• [REQUIREMENTS]:
Omit the pictures, then reproduce every remaining record exactly.

START

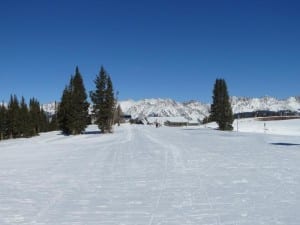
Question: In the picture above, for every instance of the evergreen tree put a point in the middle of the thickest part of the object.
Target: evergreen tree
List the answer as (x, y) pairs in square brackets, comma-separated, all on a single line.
[(72, 113), (104, 102), (3, 122), (110, 104), (13, 122), (35, 116), (53, 121), (221, 111), (65, 112), (118, 115), (79, 104), (24, 119)]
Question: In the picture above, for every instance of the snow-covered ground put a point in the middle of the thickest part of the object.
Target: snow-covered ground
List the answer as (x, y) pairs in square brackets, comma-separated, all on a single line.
[(142, 175)]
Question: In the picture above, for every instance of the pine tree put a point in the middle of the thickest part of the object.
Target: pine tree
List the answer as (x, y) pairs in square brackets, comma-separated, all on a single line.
[(104, 102), (3, 121), (79, 103), (72, 113), (65, 112), (221, 111), (110, 104), (118, 115), (24, 119), (34, 115), (13, 123)]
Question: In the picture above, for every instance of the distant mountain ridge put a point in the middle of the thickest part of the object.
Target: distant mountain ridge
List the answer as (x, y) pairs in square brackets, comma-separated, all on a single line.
[(195, 110)]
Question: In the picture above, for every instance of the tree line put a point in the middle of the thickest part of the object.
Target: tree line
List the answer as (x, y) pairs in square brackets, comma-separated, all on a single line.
[(72, 116), (18, 119), (73, 112)]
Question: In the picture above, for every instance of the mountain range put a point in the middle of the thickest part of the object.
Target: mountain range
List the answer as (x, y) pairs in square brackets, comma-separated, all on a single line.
[(195, 110)]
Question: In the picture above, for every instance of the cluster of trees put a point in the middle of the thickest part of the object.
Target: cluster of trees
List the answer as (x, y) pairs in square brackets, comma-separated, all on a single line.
[(73, 112), (221, 111), (72, 115), (18, 119)]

END

• [RESPONSE FOR THIS EXERCISE]:
Question: In the picture above, for every instance of the evergreen tree put a point in the middle of the thickest part of the object.
Target: evergreen tree
List the answer as (x, y) pairs in square brackets, comma-separated, all on a single line.
[(72, 113), (104, 102), (3, 122), (110, 104), (13, 122), (35, 116), (53, 121), (221, 111), (65, 112), (118, 115), (79, 104), (24, 119)]
Question: In the picture above, for every instance of the snow-covered ground put a point in the middle of the thickest part of the object.
Target: snow-covered ground
List the answer as (x, y) pairs in square brackets, comma-separated, all on a single line.
[(142, 175)]
Question: In the picture above, for every instance of the pine tree put a point in the middle of the thickest part of the object.
Target: pine tree
List the answer as (x, y) pairs in square brackets, comma-separated, all on a single line.
[(104, 102), (3, 121), (79, 103), (72, 113), (65, 112), (221, 111), (110, 104), (118, 115), (24, 119), (34, 115), (13, 123)]
Question: In the picture above, for every instance of the distant mountain ridge put a point in the middle of the thickest part of the object.
Target: distant mountain ridge
List the answer as (x, y) pairs in square brackets, comma-separated, all on a single line.
[(195, 110)]
Question: In the picture above, for every instance of the tree line put a point in the middle of the thickest part of the object.
Target: tree line
List the answer as (x, y) pairs in square brackets, comma-separated, all on a single line.
[(72, 116), (18, 119), (73, 112)]
Question: In the picture above, for every instance of the mountain range put a point in the middle of the thickest part of the object.
Target: mountain range
List the answer as (x, y) pairs in square brackets, comma-separated, all on a single line.
[(195, 110)]
Question: In the picture above, for every instance of the cluster of trees put a point in the middle of the thickest part of the object.
Target: cluster of trees
List the answer as (x, y) pairs in square brackets, comma-separated, all on a single line.
[(73, 112), (221, 111), (72, 115), (18, 119)]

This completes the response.